-- PAGE EXTRACT follows --

Dials on temp gauges begin to spike, while steam continues to hiss and rise. It’s during the kettle-boiling process that beer’s most famous ingredient – hops – makes its first appearance. Most beer drinkers have never actually seen a hop. They’re strange, alien-looking things that grow out in a field; strung up like some tall, green flowering bush.
“Adding hops during the rolling boil adds bitterness, which helps to balance out the sweet flavours of the wort,” Sherlock says. “The earlier you add hops in the boil, the more hop flavour and aroma boils off leaving behind bitterness.”
A surprisingly small amount of hops, relative to the brew itself, are used; 500 grams of New Zealand Green Bullet bittering hops for approximately 1800 litres of beer are added to the boil for today’s summer ale brew.
“Beer has been made for thousands of years, but hops have only become common in beer from the 1500s onwards,” Sherlock says. “They were used, but so was just about anything else brewers could get their hands on to add a bitter flavour. Things like nettles and briars.”
Bitterness in beer comes from the alpha acids in the hops which become isomerised during the boiling stage of brewing. You can taste it in almost every beer you drink. By contrast, the actual hop aroma and flavour characters that people find so alluring when tasting a beer – particularly a beer with a high hop expression, like an IPA – comes from the next hop addition, called late hopping.
Once the wort has boiled for about 90 minutes – a process that sees around 100 litres of water evaporate out – the liquid is pumped into the next stainless steel tank, known as the whirlpool.
“This is basically a specially designed tank that allows the liquid to be poured in on a tangent, so that it starts to rotate around and around forming a centrifuge and concentrating any sediment, which we call trub, towards the bottom of the tank,” Sherlock says.
The whirlpool helps to clarify the wort even further and, crucially, allows the brewer to add any other additional ingredients that help define the aroma and flavour profile of the finished beer.
“Is this where brewers add things like fruits or chocolate, corn chips, seaweed, fried-chicken or rabbits to beer?,” I ask.

-- PAGE EXTRACT concluded --

=== PROBLEMS AND TASKS ===
a – In the brewing text, how much hops is added to the boil for the summer ale?
b – What comes next in the brewing text? Continue it from the point where it stops.

-- GIVEN ENTRIES follows --

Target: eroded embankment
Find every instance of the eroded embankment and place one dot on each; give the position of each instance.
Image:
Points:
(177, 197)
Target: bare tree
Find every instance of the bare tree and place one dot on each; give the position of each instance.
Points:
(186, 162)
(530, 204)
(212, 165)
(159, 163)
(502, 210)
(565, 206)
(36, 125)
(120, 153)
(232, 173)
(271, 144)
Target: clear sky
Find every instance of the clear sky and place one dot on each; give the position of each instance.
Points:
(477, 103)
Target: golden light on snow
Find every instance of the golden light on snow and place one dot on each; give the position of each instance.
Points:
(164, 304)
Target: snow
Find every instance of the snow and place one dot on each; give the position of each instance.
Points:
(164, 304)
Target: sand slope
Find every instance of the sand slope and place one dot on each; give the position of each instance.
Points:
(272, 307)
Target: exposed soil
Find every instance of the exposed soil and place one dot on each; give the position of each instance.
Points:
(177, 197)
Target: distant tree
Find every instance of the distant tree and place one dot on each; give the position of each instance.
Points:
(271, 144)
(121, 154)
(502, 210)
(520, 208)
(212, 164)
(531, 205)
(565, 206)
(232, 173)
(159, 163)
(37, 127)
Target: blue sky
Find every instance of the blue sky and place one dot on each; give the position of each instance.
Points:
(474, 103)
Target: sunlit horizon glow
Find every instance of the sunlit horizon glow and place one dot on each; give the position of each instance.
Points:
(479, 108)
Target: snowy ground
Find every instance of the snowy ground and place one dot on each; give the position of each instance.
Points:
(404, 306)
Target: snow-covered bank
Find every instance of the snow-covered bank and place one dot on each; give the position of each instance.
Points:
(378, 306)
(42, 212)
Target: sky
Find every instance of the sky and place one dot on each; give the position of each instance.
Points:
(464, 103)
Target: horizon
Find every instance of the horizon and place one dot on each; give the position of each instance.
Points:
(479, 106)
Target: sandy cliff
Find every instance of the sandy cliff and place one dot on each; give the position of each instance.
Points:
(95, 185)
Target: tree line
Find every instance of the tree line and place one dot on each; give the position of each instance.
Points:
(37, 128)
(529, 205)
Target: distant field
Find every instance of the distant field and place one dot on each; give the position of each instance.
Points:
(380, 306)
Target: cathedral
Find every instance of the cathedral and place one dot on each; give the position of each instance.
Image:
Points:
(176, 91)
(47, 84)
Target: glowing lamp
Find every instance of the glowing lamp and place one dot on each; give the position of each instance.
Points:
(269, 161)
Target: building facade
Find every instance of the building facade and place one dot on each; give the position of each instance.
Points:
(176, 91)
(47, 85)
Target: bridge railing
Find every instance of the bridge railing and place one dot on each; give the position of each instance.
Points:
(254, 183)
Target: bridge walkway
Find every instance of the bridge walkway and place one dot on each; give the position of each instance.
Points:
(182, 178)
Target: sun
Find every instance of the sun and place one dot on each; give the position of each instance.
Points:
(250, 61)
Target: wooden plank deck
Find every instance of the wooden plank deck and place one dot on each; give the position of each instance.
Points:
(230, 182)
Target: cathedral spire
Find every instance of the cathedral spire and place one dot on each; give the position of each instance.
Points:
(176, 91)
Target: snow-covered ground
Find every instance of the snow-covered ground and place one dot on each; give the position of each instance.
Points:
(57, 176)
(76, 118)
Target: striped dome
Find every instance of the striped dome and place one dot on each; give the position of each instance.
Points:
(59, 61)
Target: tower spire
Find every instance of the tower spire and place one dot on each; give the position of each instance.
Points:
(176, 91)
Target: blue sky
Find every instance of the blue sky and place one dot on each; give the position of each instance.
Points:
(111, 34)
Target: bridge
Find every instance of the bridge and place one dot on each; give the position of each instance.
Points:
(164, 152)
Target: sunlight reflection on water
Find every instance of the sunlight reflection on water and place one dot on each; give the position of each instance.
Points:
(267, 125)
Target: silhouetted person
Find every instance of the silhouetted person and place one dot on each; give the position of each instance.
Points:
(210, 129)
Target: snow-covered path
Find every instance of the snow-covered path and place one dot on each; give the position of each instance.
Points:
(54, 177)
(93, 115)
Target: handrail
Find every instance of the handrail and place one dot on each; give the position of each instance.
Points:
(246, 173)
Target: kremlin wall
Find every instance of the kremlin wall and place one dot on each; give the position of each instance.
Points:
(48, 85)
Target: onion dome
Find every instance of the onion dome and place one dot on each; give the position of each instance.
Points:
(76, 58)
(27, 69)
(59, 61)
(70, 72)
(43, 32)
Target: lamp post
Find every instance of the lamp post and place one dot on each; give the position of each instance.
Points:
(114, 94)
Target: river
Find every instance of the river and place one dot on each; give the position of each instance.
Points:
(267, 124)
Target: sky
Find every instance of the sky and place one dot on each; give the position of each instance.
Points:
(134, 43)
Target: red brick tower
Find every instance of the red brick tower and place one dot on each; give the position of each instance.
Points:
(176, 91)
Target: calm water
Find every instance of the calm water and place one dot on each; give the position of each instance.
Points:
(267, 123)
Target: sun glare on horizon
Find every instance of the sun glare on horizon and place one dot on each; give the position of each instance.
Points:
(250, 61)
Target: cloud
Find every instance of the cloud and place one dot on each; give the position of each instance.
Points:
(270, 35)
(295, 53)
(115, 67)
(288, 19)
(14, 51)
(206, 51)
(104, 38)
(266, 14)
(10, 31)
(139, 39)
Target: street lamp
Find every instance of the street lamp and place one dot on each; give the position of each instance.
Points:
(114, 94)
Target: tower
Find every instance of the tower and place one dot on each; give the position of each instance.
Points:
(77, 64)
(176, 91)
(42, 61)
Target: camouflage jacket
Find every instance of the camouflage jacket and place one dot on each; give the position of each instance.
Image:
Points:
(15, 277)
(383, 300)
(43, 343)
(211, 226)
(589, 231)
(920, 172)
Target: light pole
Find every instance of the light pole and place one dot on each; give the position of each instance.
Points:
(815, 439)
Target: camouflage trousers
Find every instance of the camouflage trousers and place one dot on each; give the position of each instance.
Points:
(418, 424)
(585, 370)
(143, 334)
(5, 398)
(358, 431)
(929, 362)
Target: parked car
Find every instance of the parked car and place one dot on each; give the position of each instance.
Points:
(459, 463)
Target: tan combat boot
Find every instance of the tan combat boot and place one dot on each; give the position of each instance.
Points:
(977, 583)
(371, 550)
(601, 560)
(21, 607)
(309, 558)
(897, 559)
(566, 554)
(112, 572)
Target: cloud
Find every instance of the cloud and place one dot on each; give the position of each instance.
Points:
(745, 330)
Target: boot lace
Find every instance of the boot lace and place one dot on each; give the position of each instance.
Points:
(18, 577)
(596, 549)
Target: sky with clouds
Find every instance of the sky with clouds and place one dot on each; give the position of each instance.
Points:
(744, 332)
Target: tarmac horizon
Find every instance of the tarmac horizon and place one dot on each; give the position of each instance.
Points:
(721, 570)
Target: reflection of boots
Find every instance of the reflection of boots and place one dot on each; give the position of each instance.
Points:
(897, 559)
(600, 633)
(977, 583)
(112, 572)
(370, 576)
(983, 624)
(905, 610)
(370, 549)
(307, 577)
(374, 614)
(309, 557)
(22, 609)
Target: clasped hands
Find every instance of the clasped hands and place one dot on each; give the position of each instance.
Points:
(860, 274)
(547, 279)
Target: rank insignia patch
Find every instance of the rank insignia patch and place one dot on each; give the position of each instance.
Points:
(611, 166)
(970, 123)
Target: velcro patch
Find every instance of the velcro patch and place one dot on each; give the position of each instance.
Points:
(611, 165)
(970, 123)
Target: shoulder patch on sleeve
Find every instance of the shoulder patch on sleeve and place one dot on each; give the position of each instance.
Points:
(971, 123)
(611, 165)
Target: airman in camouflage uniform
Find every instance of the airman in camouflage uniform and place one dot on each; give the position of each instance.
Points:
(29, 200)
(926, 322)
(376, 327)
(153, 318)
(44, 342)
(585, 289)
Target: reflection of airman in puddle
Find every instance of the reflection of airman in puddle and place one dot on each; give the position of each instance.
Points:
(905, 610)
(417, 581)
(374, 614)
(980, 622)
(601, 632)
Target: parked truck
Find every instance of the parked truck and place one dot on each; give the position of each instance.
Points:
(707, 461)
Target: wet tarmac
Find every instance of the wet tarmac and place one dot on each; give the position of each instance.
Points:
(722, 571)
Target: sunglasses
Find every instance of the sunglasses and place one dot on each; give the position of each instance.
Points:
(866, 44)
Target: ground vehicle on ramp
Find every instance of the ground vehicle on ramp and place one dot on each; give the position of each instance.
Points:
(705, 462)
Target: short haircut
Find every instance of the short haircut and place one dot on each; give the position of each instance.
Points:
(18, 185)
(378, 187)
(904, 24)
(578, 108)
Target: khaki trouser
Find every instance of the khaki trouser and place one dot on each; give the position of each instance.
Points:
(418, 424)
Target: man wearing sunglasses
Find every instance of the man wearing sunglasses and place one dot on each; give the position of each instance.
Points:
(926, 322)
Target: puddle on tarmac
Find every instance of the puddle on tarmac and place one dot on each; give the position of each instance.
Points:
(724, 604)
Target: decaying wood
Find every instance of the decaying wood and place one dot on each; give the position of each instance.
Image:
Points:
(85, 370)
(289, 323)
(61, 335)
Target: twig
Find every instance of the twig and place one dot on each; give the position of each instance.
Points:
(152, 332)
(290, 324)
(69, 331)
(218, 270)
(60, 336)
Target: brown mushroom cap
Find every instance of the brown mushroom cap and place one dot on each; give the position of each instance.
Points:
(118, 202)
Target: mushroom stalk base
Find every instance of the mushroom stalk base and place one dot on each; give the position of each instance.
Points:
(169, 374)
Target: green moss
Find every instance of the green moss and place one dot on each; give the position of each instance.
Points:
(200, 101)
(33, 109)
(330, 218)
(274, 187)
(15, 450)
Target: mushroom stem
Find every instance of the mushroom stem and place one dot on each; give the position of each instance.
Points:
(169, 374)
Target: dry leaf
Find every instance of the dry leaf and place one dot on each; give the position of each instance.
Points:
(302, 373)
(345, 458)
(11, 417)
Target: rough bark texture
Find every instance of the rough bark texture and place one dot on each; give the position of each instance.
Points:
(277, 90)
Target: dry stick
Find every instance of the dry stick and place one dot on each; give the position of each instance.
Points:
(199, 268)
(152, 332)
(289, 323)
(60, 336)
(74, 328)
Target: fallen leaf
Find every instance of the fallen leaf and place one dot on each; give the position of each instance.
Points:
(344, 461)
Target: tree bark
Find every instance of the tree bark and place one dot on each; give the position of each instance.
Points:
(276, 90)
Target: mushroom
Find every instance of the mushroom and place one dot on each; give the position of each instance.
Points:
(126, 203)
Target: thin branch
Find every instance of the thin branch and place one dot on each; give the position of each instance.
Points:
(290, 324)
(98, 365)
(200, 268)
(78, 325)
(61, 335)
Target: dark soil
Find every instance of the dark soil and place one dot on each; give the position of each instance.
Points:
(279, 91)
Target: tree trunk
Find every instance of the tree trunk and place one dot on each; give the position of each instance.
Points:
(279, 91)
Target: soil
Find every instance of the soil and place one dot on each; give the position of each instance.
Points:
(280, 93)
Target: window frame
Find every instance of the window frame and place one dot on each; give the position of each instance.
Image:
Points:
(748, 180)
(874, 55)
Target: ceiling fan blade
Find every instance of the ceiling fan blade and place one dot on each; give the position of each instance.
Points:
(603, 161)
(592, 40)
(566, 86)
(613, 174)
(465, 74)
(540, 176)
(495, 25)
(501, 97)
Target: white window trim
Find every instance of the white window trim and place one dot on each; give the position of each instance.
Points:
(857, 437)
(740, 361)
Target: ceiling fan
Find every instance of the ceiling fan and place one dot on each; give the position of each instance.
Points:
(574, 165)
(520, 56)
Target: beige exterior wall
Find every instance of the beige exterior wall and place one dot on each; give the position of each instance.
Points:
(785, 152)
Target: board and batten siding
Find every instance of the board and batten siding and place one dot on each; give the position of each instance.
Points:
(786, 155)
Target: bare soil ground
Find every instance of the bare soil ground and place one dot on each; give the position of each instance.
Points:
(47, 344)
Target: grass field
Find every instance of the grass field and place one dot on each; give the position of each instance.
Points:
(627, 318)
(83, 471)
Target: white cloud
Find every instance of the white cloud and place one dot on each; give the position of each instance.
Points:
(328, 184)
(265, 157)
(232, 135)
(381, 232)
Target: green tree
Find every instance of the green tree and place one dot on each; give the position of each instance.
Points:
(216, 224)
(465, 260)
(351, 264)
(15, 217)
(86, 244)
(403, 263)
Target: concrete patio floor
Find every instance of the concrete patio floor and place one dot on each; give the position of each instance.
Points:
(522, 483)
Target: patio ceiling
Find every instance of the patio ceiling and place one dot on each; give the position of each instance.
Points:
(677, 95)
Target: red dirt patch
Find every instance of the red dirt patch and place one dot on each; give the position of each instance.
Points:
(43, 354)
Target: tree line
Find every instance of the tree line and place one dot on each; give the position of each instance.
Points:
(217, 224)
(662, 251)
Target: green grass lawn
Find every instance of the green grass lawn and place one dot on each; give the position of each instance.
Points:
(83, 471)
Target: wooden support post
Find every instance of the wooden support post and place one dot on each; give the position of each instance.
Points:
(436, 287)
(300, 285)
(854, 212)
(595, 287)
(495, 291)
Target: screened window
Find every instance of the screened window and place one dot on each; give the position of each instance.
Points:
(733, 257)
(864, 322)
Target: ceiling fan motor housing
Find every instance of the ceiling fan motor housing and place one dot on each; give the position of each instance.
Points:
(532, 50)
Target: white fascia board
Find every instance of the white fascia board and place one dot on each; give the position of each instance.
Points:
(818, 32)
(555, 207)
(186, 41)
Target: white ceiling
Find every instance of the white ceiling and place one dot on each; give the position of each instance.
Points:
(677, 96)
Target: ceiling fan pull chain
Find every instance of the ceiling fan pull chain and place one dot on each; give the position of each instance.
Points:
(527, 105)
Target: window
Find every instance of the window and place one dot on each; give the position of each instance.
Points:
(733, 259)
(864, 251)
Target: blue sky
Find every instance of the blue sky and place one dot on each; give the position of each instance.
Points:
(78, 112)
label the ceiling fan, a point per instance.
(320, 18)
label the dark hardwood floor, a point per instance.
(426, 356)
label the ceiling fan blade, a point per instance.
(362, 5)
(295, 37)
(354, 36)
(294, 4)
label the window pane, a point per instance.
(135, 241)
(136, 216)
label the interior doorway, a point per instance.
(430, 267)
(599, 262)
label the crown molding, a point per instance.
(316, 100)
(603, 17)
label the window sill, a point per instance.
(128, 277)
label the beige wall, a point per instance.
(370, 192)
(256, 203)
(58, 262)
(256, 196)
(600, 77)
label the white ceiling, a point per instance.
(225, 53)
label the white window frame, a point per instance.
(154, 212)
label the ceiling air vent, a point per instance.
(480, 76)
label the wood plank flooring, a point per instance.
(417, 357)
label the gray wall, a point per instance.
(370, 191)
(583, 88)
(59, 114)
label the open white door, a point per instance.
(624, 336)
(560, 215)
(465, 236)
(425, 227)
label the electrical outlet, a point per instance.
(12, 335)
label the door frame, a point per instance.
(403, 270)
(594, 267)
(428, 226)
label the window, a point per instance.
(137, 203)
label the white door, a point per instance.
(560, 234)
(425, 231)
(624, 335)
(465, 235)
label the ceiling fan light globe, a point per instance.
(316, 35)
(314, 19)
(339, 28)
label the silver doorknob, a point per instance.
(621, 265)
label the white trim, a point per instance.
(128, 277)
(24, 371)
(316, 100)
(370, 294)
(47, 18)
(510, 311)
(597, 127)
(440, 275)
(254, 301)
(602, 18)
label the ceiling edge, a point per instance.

-- GIVEN ENTRIES concluded --

=== OUTPUTS BY TASK ===
a – 500 grams of New Zealand Green Bullet bittering hops for approximately 1,800 liters of beer.

b –
“There’s a bit of a trend of having big, dumb flavours in beer, where drinkability and balance is forgotten about,” he says. “I reckon there’s no point brewing a beer that people won’t want a second glass of. However, yes, this is where you can add those sorts of things to get certain smells and flavours into beer.
“We’re making the summer ale, so we’ll be only adding hops today. This will give the beer its light citrus and fruity aromas. But in something like our Young American IPA, a late addition of a lot of hops would also give the beer a resinous, hoppy mouthfeel and texture.”
The wort spins around and around, like a record baby, for around an hour, before it begins to slow down, eventually coming to a complete stop. Then, finally, it’s time for the wort to be transferred, via a heat-exchanger, into a fermentation tank.
“We pump the wort through the heat-exchanger which drops the temperature from 98˚C to 20˚C almost instantly,” Sherlock says.
“Is that so that the yeast won’t be burned in the fiery temperatures of the wort?,” I ask.
“Yep, exactly, so we’ll add the yeast once all the wort is transferred, which kicks off the fermentation of all those sugars we extracted from the malt earlier today,” Sherlock answers.
The final phase in today’s operation is left up to the microscopically-little yeast cells.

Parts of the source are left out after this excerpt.